Directions for this task.
Word for word, reproduce the data that follows.

(Beginning of Extracted information)

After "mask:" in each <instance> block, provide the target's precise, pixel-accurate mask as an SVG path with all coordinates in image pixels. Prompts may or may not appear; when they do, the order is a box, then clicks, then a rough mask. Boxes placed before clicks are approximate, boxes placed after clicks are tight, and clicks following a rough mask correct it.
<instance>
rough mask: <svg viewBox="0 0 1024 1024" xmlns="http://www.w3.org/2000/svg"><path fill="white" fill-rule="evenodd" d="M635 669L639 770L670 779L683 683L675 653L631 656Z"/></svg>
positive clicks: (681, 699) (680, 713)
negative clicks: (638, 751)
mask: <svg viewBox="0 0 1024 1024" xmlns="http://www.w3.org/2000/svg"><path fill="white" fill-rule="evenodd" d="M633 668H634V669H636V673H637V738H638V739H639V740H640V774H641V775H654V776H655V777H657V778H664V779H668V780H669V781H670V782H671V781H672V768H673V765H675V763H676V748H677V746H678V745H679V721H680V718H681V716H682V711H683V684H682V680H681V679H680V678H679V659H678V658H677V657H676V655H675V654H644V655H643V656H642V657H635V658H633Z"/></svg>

(End of Extracted information)

Solution to the exercise.
After "mask:" in each <instance> block, provide the target's precise, pixel-accurate mask as an SVG path with all coordinates in image pixels. Prompts may or may not appear; when they do, the order is a box, then clicks, then a rough mask. Boxes placed before clicks are approximate, boxes placed after clicks are tight, and clicks following a rough mask correct it.
<instance>
rough mask: <svg viewBox="0 0 1024 1024" xmlns="http://www.w3.org/2000/svg"><path fill="white" fill-rule="evenodd" d="M635 669L639 770L670 779L683 683L675 653L631 656Z"/></svg>
positive clicks: (681, 699) (680, 713)
negative clicks: (638, 751)
mask: <svg viewBox="0 0 1024 1024" xmlns="http://www.w3.org/2000/svg"><path fill="white" fill-rule="evenodd" d="M633 668H634V669H636V673H637V738H638V739H639V740H640V774H641V775H654V776H655V777H657V778H664V779H668V780H669V781H670V782H671V781H672V768H673V765H675V763H676V748H677V746H678V745H679V721H680V718H681V716H682V711H683V684H682V680H681V679H680V678H679V659H678V658H677V657H676V655H675V654H644V655H643V656H642V657H635V658H633Z"/></svg>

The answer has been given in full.